* Stated goal: Render the lines of the material as a Markdown table with the columns "Row" and "Line." Begin with the line containing "Pass-network tagging: label the dark sky" and continue through the line containing "[(670, 550), (671, 561)]", numbering each row and omitting blank lines.

** start Extracted data **

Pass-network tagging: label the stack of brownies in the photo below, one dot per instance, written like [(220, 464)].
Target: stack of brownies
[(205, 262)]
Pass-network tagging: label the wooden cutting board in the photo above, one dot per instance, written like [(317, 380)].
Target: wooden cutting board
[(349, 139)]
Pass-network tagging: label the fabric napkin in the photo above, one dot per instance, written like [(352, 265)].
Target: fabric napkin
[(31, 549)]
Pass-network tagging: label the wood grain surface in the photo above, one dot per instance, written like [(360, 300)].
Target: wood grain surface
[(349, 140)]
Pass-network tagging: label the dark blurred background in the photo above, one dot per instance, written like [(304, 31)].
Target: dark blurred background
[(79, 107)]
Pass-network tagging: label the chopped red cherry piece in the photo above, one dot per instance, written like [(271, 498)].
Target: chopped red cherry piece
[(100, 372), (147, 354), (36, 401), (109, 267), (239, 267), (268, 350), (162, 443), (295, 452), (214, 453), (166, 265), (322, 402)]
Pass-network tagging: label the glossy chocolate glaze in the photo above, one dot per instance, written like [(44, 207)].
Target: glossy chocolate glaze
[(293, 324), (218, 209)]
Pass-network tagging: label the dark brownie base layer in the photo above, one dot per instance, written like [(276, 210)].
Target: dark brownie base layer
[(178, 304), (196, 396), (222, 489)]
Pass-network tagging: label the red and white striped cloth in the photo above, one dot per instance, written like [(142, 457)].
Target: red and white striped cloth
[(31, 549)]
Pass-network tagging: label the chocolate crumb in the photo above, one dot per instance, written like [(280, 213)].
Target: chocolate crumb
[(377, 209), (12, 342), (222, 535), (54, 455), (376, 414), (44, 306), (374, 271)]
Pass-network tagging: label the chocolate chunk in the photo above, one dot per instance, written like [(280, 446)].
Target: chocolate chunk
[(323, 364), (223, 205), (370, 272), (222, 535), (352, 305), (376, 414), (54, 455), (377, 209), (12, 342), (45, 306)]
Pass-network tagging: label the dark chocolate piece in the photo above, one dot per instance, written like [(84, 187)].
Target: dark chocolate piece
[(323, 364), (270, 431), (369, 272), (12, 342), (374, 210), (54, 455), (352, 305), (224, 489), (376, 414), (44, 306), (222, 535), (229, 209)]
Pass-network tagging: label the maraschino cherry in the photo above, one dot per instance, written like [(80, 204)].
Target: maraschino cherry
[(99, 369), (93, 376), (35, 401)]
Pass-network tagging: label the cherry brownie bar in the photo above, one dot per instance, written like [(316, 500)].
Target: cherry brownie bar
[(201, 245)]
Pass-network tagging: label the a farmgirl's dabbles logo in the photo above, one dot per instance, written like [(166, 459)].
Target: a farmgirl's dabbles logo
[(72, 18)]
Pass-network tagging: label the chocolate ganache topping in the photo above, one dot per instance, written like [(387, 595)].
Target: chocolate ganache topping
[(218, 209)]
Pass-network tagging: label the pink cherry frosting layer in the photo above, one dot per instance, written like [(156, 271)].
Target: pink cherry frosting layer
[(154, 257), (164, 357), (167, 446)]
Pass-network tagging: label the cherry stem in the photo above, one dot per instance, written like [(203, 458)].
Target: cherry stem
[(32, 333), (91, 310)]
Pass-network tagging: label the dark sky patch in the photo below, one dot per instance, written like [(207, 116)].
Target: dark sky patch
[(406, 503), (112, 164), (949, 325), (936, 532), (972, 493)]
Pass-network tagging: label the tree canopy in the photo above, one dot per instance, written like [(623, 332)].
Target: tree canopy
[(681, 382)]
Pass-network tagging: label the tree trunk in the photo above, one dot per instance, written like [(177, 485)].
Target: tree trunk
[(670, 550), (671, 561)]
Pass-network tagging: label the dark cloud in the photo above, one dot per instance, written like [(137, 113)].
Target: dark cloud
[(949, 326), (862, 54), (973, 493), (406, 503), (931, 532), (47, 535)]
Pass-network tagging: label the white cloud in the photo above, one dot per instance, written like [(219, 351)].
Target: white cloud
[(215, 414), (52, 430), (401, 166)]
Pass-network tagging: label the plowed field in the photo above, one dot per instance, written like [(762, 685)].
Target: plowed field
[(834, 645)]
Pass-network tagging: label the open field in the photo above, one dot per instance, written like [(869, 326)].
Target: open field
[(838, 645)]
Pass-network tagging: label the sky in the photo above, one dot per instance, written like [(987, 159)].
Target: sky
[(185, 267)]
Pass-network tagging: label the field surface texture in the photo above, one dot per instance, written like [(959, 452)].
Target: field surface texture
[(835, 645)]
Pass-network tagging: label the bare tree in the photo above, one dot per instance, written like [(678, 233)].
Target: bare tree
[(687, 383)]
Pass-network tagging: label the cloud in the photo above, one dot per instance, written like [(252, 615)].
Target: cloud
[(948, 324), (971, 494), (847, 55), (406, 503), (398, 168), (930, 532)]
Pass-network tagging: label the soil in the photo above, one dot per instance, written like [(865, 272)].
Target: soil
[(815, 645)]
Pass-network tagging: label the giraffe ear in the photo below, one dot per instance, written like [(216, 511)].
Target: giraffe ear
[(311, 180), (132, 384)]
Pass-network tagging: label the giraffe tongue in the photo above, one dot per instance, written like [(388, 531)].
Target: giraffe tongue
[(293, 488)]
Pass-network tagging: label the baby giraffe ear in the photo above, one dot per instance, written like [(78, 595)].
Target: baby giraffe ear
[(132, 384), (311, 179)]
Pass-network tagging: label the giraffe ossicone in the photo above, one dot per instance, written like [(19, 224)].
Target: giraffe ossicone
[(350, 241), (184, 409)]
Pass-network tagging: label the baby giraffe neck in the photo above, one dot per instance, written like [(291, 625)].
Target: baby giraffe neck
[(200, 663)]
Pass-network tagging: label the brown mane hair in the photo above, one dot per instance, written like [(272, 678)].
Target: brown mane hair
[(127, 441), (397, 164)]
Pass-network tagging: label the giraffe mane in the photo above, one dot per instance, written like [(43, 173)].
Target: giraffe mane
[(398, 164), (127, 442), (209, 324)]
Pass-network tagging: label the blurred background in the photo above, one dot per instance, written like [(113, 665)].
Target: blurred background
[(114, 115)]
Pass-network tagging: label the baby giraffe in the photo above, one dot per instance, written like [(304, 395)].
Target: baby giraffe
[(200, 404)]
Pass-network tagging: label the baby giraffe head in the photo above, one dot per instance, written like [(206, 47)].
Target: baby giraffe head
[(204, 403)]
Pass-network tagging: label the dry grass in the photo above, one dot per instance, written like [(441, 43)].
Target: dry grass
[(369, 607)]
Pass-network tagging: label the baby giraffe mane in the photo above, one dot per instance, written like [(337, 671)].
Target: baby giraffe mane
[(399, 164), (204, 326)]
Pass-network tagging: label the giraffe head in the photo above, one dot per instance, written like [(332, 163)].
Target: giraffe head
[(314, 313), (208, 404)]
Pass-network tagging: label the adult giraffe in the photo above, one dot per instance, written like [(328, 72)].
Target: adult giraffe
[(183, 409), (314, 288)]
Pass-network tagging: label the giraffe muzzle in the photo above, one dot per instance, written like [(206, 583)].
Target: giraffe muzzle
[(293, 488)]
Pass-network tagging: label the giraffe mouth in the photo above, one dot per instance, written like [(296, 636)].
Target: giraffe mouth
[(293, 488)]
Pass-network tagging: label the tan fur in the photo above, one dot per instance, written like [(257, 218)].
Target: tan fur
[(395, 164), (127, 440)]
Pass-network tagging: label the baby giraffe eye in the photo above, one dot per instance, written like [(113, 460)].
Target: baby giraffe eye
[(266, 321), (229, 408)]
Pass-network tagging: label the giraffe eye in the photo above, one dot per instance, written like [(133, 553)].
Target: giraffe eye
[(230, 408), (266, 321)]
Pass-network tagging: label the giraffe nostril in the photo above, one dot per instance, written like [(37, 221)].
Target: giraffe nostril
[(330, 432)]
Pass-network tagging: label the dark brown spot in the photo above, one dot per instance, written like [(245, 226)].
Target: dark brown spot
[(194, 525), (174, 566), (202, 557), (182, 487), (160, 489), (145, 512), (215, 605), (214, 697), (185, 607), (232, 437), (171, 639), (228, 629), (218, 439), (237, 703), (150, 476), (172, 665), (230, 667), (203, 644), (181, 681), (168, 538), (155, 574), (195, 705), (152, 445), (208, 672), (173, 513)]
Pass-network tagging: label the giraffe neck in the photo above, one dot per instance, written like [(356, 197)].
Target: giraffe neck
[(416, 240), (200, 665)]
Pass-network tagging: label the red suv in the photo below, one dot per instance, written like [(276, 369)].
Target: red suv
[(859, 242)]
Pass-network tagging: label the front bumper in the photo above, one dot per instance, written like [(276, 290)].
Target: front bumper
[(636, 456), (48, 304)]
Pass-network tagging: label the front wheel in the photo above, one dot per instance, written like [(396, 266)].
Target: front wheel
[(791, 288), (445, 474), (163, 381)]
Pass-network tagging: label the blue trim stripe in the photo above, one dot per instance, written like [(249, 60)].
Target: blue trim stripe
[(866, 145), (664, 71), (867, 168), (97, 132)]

** end Extracted data **

* Exercise output:
| Row | Line |
|---|---|
| 1 | Pass-network tagging: label the dark sky patch in the photo below, one dot per instance, written like [(207, 116)]. |
| 2 | Target: dark sky patch |
| 3 | [(406, 503), (112, 164), (949, 325), (936, 532), (972, 493)] |
| 4 | Pass-network tagging: label the tree canopy in the photo above, one dot per instance, written like [(623, 332)]. |
| 5 | Target: tree canopy |
| 6 | [(681, 382)] |
| 7 | Pass-network tagging: label the tree trunk in the photo above, one dot per instance, written like [(177, 485)]. |
| 8 | Target: tree trunk |
| 9 | [(670, 550), (671, 561)] |